(A run of records)
>>
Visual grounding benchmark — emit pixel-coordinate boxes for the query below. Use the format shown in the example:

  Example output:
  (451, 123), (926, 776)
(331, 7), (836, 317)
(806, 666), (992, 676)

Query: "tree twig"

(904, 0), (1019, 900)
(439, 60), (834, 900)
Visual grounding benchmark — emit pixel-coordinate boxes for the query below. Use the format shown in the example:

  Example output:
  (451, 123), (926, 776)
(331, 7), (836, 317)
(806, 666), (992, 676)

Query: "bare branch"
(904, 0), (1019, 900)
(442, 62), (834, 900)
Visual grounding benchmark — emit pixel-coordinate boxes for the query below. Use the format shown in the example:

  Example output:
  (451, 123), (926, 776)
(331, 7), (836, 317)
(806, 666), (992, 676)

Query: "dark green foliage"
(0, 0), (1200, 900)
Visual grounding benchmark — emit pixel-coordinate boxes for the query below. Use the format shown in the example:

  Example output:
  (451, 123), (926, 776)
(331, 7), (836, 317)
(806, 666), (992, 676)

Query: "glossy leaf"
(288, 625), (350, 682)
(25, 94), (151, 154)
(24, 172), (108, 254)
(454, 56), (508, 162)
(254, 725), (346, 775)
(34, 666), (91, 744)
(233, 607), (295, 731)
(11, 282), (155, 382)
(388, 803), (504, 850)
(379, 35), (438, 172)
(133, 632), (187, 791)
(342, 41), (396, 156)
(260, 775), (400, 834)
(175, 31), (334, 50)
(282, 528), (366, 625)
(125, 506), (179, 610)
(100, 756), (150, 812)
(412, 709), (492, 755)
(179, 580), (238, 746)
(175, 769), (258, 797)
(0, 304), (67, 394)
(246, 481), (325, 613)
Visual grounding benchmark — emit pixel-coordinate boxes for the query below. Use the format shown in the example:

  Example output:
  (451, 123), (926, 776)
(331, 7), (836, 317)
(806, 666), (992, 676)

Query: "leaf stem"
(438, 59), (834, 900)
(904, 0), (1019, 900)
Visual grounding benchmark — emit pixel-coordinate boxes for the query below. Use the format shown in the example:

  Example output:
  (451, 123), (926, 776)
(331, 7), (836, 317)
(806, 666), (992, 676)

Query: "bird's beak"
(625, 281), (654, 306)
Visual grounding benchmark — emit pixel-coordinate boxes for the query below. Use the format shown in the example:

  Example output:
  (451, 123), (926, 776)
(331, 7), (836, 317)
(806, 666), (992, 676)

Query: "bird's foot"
<<
* TASK STATEMENT:
Starting at the beginning of the records and ending at the line containing "(442, 62), (834, 900)", present those lines as a numbered list, leaving out any blank lines.

* CORRECT RESPONSE:
1. Visual grounding benchmark — emit pixel-coordinate boxes for the query below. Use the format shown in the example:
2.   Example output:
3.   (451, 123), (926, 776)
4. (331, 7), (836, 317)
5. (806, 666), (992, 676)
6. Query: "tree twig"
7. (904, 0), (1019, 900)
8. (439, 60), (834, 900)
9. Visual grounding benchmark — emit pixel-coordinate boxes for the query below. Use the format shown in the example:
10.   Example output:
11.   (451, 123), (926, 776)
12. (331, 7), (836, 317)
13. (806, 666), (992, 676)
14. Query: "bare branch"
15. (904, 0), (1019, 900)
16. (442, 62), (834, 900)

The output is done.